- Excerpt -
* * * * * * * * *

HEATHERMATTHEW

View Original

Counting Minutes

My grandparents windup clock, daily drawing from 9th October 2015

I’ve taken to counting minutes. Watching a minute of comedy on Youtube and rocking with laughter. It’s a distraction to the pain I experience three times a day when doing my knee exercises. You can’t cry when you are laughing.

 I have a set routine; four exercises to complete in rounds of ten. Simple things that I could do easily before my knee replacement operation, are now feats of endurance. Especially stretching my knee backwards and holding it for a minute. It is such excruciating pain.

 At the end of the exercise routine I reward myself with a chocolate (or two). Then rest. That’s a lot of resting during the day. It’s not something I thought I could ever do. Just sit on the bed and do nothing for hours. 

I gaze out the window and listen to the birds sing. Spring has arrived early and with it the 5:30am dawn chorus of birds waking up the plants and activating the earth into a new season. One morning I counted twenty different birds singing together in orchestrated harmony. Flowers fill my bedroom with their scented beauty.

* * * * * * * * *

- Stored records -

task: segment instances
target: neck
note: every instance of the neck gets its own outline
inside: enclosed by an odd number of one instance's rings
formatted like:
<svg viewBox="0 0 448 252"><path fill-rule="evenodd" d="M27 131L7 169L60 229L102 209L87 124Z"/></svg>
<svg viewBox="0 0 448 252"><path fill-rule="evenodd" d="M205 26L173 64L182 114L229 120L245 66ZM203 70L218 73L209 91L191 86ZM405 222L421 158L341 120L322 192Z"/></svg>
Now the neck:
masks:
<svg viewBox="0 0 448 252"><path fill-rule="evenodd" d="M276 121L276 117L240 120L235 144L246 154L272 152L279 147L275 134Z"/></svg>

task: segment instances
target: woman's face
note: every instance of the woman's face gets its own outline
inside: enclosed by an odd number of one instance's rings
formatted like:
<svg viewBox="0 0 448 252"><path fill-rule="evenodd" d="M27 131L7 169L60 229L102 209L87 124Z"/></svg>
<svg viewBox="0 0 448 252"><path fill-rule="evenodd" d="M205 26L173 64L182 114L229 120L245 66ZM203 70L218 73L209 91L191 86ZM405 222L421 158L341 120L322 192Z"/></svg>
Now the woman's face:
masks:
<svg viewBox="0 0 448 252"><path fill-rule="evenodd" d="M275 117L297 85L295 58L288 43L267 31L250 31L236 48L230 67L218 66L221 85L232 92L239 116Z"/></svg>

* * * * * * * * *

- Tasks to complete -
**A.** How many times a day does the writer do knee exercises, according to the Counting Minutes post?
**B.** List every number that the Counting Minutes post spells out in words rather than digits.
**C.** Please extend the Counting Minutes post from its last line.

- Answers provided -
**A.** Three times a day.

**B.** three, four, ten, two, one, twenty

**C.**
I find myself experiencing states of timelessness. Like when you are travelling in an aeroplane knowing that you will be motionless for hours as you travel through time zones to reach the other side of the world. Longitude is measured in minutes and seconds. Did you know that one degree of longitude is four minutes? It is calculated by the turning of the earth in 360 degrees each day.

Counting minutes helps me connect to the idea of time as a liminal space, the space between what was and what is to come, a threshold into the unknown. It then becomes an exciting challenge to undertake, each minute leading to the next, each breath a renewal of hope for the future. 

Pondering the nature of time is the foundation of some of the greatest philosophical thinkers. My favourite French philosopher, Gaston Bachelard, (1884-1962) wrote about time and duration in his treatise Intuition and the Instant which is explored in Maria Popova’s wonderful column The Marginalian.    

“In each of our acts, in the least of our gestures, we should be able to grasp the completeness of what is just unfolding: the end in the beginning.” Bachelard.

It’s comforting to consider that each moment in time, each minute, is an adventure to experience, even if durationally painful. It brings the idea of recovery one step closer to reality and allows me to dream into the future.

Garden view through my window - you can almost smell the jasmine...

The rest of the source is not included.